GOAL | Quote the lines from the very first one through the line holding "938, 517, 955, 537", inclusive.

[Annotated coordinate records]
[start]

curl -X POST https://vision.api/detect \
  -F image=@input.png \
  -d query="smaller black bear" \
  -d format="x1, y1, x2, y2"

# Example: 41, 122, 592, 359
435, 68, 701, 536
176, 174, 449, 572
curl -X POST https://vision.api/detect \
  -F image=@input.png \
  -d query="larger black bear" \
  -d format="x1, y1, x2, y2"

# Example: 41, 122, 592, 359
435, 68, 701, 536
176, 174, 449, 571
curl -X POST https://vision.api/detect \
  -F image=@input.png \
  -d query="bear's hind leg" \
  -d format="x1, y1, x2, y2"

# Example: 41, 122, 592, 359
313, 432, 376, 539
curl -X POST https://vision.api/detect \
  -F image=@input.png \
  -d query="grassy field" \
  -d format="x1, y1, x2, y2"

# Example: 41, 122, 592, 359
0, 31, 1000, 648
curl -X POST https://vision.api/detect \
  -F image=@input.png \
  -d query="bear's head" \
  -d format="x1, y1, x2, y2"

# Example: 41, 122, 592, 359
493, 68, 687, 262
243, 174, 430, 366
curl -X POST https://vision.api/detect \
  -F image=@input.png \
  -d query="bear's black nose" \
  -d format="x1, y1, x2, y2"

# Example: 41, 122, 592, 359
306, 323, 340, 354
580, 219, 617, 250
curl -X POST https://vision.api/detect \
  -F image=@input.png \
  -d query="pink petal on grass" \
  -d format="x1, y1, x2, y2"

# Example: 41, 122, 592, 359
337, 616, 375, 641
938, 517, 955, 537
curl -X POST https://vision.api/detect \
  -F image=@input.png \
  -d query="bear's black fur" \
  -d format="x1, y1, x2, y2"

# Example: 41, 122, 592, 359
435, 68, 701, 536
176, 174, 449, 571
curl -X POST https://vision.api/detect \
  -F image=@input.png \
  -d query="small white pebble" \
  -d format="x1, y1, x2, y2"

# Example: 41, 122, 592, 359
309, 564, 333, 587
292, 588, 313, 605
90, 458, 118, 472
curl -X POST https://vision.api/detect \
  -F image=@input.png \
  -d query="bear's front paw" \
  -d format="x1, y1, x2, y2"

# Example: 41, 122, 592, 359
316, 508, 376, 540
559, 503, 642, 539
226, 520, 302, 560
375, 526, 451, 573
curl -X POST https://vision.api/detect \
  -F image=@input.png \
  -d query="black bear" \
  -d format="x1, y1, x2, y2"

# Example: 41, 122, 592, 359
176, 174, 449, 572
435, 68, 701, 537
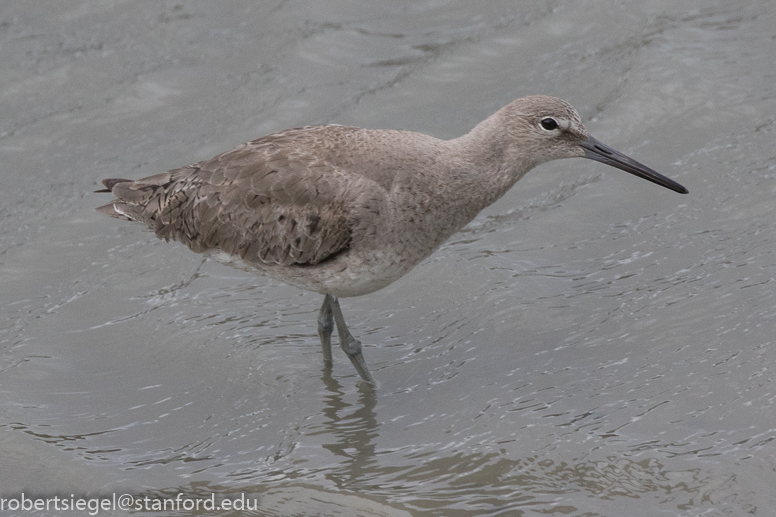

[end]

RESULT BELOW |
curl -X POST https://vision.api/detect \
  -F image=@input.png \
  -d query="smaller black bear" \
  -d format="x1, y1, x2, y2"

# Example: 41, 122, 592, 359
435, 68, 701, 536
176, 174, 449, 572
curl -X POST https://vision.api/detect \
  -F image=@input.png \
  -d query="larger black bear" \
  -d format="x1, y1, x2, y2"

# Example: 41, 122, 592, 359
435, 68, 701, 536
176, 174, 449, 571
curl -X POST https://vision.api/detect \
  -F image=@input.png \
  -d query="bear's hind leg" \
  -d format="x1, y1, x2, y2"

# Example: 41, 122, 592, 359
313, 432, 376, 539
curl -X POST https://vision.api/detect \
  -F image=@input.png \
  -d query="grassy field" \
  -d format="x1, y1, x2, y2"

# Example: 41, 122, 592, 359
0, 31, 1000, 648
curl -X POST https://vision.api/detect \
  -F image=@input.png \
  -d query="bear's head" \
  -d format="x1, y1, x2, y2"

# Example: 41, 122, 592, 359
493, 68, 687, 262
243, 174, 430, 366
curl -X POST https://vision.api/detect \
  -F image=@input.png \
  -d query="bear's black nose" \
  -d format="x1, y1, x2, y2"

# Example: 41, 122, 592, 359
306, 323, 340, 354
580, 219, 617, 250
curl -X POST https://vision.api/detect \
  -F image=@input.png \
  -d query="pink petal on grass" \
  -d format="x1, y1, x2, y2"

# Example: 41, 122, 592, 359
337, 616, 375, 641
938, 517, 955, 537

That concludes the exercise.